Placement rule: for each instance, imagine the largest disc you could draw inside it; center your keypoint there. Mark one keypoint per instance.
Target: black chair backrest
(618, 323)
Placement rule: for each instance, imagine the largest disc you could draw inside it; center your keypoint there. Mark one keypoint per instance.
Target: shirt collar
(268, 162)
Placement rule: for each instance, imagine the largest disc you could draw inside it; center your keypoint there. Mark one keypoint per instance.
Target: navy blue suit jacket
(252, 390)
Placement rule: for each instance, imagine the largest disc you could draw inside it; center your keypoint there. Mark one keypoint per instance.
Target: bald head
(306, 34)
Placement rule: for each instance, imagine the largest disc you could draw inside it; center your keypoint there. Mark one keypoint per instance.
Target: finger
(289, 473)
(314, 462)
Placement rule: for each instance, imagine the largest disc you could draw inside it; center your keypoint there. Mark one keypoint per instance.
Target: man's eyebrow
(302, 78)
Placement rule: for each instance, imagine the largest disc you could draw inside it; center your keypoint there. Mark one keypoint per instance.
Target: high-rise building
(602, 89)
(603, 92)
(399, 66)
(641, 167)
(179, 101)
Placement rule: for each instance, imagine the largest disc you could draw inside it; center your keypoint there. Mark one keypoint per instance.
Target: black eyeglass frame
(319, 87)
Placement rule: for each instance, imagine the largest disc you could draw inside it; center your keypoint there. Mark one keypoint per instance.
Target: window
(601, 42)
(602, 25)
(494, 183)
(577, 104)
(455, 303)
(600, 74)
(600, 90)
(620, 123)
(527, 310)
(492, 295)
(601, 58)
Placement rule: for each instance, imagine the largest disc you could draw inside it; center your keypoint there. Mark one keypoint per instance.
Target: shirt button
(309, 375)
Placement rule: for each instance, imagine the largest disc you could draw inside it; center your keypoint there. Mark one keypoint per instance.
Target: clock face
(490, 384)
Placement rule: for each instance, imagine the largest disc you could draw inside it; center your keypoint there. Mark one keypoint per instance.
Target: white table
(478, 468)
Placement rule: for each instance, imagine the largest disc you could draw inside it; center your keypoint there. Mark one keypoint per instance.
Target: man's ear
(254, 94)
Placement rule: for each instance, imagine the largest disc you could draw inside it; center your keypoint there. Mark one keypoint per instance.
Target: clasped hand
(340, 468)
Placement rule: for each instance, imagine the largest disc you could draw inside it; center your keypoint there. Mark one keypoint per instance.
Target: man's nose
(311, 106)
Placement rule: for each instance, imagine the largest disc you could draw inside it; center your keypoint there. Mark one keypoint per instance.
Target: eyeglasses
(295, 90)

· · ·

• [REQUIRED WORK]:
Take the entries above and repeat them verbatim.

• [TASK RESPONSE]:
Placement rule: for each instance, imagine the largest disc you could draw inside it; center your keypoint there. Mark one keypoint per instance.
Target: black chair backrest
(618, 323)
Placement rule: for each instance, imagine the largest disc you could draw inside it; center your keypoint there. Mark one keypoint per instance.
Target: shirt collar
(268, 162)
Placement rule: for each instance, imagine the largest disc you could draw inside it; center your keypoint there. Mark one keypoint per instance.
Target: navy blue suit jacket
(252, 390)
Placement rule: for each instance, imagine the largest disc you could draw inside it; center your keypoint there. Mark one keypoint per instance.
Target: bald head
(306, 34)
Placement rule: for each instance, imagine the largest disc you could draw inside it; center your keypoint there. Mark one keypoint per instance.
Target: finger
(289, 473)
(314, 462)
Placement rule: for each instance, imagine the largest disc you could draw inside it; center your keypoint there. Mark one keypoint per instance.
Target: man's eyebrow
(302, 78)
Placement rule: for each instance, imagine the largest disc you could draw inside it; center your keypoint there. Mark one keypoint per instance.
Target: high-rise building
(602, 89)
(603, 92)
(399, 66)
(641, 167)
(179, 101)
Placement rule: for each instance, imagine the largest disc you could draw inside it; center your keypoint there. Mark one keypoint per instance.
Target: black eyeglass frame
(319, 87)
Placement rule: for each instance, imagine the largest disc you could draw inside it; center your keypoint there. Mark one keypoint per instance.
Target: window
(601, 42)
(602, 25)
(494, 183)
(577, 104)
(455, 303)
(600, 74)
(600, 90)
(620, 123)
(527, 310)
(492, 295)
(601, 58)
Placement rule: for each instance, imagine the largest disc you could draw inside it; center your keypoint there. Mark one keypoint per instance.
Target: shirt button
(309, 375)
Placement rule: for each instance, imagine the largest disc you could draw inside it; center your keypoint there. Mark one keypoint per instance.
Target: clock face
(490, 384)
Placement rule: for each instance, imagine the largest disc you could draw inside it; center your keypoint there. Mark one keypoint per instance.
Target: white table
(478, 468)
Placement rule: for each instance, imagine the largest disc you could draw inside it; center your keypoint there. Mark one keypoint per instance.
Target: man's ear
(254, 94)
Placement rule: for each instance, imagine the largest disc you could draw inside it; center your keypoint there. Mark one keypoint per instance.
Target: clasped hand
(340, 468)
Placement rule: for each instance, imagine the largest disc you could draw inside it; center your keypoint there. Mark one keypoint per instance.
Target: man's nose
(311, 106)
Placement rule: for each instance, imagine the largest disc you could draw inside it; center your keypoint there. Mark one keypoint per instance.
Target: eyeglasses
(295, 90)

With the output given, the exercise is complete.